◆ **TASK DIRECTIONS**
In the entries that follow, copy exactly each line from the first through the line with "Check that each instance of the driver".

◆ **RECORDS PROVIDED**
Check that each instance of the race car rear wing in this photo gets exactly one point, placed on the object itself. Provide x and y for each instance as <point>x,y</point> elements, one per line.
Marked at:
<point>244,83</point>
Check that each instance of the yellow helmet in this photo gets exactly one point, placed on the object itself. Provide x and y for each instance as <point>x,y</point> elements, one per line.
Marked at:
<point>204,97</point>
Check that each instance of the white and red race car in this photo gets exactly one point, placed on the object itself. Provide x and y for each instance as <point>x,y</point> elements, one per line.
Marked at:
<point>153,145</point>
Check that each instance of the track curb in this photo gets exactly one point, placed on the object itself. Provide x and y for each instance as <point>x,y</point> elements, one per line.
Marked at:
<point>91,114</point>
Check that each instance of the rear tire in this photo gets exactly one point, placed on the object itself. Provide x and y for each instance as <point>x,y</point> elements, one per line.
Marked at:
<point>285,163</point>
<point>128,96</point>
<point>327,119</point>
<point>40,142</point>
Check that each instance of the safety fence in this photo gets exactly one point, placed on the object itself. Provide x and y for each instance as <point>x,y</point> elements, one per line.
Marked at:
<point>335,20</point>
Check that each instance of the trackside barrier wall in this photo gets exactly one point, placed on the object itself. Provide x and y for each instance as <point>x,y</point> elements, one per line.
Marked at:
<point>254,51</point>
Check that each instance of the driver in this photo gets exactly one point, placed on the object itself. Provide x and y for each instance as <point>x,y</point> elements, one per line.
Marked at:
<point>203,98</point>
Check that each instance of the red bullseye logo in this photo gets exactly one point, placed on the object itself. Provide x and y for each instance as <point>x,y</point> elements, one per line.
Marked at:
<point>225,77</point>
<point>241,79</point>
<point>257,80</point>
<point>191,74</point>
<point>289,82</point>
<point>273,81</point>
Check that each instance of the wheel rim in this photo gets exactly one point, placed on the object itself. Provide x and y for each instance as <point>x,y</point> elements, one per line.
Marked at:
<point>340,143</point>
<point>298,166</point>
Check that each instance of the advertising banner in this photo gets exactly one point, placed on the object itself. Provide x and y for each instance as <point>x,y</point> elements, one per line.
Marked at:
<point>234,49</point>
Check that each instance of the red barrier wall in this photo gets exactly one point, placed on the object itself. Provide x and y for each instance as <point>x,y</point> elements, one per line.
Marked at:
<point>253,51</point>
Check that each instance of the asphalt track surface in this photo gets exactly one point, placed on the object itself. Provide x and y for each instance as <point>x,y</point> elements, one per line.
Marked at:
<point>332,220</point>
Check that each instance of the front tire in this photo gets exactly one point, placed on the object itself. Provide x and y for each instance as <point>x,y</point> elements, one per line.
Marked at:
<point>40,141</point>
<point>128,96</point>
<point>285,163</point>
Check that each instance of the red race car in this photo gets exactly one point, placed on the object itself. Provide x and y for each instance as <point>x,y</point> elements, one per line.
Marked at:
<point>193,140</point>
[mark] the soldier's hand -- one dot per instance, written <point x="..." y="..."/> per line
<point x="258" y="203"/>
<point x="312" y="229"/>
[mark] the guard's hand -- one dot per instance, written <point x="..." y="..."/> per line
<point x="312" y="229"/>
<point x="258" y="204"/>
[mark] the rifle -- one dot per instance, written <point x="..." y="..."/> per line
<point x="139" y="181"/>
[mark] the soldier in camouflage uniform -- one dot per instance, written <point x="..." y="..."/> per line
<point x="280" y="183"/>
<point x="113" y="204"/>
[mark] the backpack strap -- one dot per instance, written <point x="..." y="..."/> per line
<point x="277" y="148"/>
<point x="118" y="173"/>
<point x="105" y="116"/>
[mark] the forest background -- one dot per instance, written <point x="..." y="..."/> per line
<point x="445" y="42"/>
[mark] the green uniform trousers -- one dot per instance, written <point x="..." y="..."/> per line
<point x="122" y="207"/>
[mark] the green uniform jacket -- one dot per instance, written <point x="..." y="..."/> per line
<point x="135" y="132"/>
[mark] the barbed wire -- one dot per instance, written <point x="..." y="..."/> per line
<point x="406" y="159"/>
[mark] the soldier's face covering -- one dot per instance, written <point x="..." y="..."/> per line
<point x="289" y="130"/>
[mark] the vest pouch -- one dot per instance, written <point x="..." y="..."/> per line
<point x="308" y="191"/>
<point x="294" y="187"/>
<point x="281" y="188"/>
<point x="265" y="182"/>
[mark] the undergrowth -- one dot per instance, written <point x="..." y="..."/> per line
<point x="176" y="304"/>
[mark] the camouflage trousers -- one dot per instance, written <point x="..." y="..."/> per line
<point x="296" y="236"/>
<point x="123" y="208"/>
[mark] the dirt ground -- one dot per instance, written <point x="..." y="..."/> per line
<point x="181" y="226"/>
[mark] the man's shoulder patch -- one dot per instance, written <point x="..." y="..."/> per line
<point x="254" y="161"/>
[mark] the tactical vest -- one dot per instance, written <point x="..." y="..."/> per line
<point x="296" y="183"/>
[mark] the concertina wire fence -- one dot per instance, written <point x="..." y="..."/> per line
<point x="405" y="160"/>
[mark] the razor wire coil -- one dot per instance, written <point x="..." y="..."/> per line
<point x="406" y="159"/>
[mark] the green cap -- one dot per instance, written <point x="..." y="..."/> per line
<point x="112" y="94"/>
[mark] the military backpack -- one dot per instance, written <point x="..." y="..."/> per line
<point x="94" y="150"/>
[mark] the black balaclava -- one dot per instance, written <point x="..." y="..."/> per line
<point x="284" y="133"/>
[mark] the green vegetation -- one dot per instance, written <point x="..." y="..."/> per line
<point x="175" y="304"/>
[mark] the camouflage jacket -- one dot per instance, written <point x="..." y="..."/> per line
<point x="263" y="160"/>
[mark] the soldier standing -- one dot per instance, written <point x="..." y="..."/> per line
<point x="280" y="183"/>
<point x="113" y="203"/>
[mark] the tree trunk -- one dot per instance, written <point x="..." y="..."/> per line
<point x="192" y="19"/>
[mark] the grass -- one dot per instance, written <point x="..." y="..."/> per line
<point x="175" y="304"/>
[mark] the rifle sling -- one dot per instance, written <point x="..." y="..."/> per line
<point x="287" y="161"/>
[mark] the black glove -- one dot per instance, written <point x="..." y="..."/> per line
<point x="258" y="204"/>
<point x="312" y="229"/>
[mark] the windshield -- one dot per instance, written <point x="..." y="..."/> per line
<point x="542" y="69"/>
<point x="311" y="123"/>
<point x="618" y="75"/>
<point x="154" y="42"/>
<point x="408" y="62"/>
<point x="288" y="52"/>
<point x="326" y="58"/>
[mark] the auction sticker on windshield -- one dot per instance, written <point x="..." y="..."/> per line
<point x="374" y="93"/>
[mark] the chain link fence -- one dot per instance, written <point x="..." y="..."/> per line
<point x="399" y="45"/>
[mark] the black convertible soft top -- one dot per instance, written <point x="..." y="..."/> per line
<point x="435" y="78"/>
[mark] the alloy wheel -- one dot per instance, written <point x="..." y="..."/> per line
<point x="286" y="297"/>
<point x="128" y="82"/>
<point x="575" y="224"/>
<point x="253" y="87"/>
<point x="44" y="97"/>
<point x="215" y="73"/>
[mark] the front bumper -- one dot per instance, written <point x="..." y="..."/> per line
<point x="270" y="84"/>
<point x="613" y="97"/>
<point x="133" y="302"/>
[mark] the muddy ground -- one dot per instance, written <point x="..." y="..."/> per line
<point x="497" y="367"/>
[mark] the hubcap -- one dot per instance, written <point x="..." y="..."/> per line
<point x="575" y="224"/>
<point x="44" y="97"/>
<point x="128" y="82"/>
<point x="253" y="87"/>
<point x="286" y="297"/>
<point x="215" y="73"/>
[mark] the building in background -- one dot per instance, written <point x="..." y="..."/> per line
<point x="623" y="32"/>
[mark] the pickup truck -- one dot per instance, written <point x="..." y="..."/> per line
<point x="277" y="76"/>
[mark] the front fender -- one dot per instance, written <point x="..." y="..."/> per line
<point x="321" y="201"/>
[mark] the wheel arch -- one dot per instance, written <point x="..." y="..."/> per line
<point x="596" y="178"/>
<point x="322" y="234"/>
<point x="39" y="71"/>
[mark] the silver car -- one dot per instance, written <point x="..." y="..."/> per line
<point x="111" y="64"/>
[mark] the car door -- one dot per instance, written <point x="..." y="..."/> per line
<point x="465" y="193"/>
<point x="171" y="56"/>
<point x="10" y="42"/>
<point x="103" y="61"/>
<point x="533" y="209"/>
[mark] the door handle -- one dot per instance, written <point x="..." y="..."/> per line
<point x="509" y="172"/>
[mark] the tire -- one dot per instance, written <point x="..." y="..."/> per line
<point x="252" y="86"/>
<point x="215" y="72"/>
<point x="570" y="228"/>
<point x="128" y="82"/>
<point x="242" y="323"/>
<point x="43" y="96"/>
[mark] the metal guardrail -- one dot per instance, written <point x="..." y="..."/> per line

◆ **RESPONSE FOR THIS EXERCISE**
Check that each instance of the race car rear wing in this photo gets exactly one point, placed on the object itself. Provide x and y for each instance as <point>x,y</point> elements, one per line.
Marked at:
<point>244,83</point>
Check that each instance of the yellow helmet in this photo gets exactly one point, placed on the object itself. Provide x and y for each instance as <point>x,y</point> elements, one per line.
Marked at:
<point>204,97</point>
Check that each instance of the white and red race car in this photo gets exactly one point, placed on the object itself. Provide x and y for each instance as <point>x,y</point> elements, one per line.
Marked at:
<point>153,145</point>
Check that each instance of the track curb in this photo gets exactly one point, placed on the object itself. Provide x and y for each instance as <point>x,y</point> elements, one per line.
Marked at:
<point>91,114</point>
Check that each instance of the rear tire in this photo gets exactly one point, placed on the object itself. Provide x and y for each instance as <point>x,y</point> elements, one per line.
Marked at:
<point>285,163</point>
<point>128,96</point>
<point>327,119</point>
<point>40,142</point>
Check that each instance of the safety fence in this photo gets exactly one point, placed on the object itself. Provide x and y for each instance as <point>x,y</point> elements, one per line.
Marked at:
<point>335,20</point>
Check that each instance of the trackside barrier wall in this photo gets exactly one point, placed on the object itself. Provide x and y for each instance as <point>x,y</point> elements, one per line.
Marked at:
<point>254,51</point>
Check that each instance of the driver in this photo gets exactly one point, placed on the object itself. Provide x and y for each instance as <point>x,y</point> elements, one per line.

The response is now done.